Restate the last part of the records below word for word, beginning at the line with "If you could point out the building" and ending at the final line.

Start of Material shown

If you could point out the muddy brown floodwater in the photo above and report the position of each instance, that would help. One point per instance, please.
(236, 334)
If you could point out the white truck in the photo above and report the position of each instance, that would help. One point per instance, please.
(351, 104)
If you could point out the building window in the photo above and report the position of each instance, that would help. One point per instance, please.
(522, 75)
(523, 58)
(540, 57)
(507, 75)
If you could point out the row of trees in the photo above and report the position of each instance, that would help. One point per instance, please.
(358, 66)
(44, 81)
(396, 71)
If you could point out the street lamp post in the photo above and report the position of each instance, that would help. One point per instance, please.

End of Material shown

Solution for this problem -
If you could point out the building window in the photo above and report the position of each instance, that would help. One point per instance, please.
(522, 75)
(523, 58)
(540, 57)
(507, 75)
If you could point out the row of trees in the photo above and report the position of each instance, that would help. One point per instance, please.
(358, 66)
(44, 81)
(396, 71)
If you could point out the street lamp post in the photo above and report the position of each instance, that would help. One point per instance, please.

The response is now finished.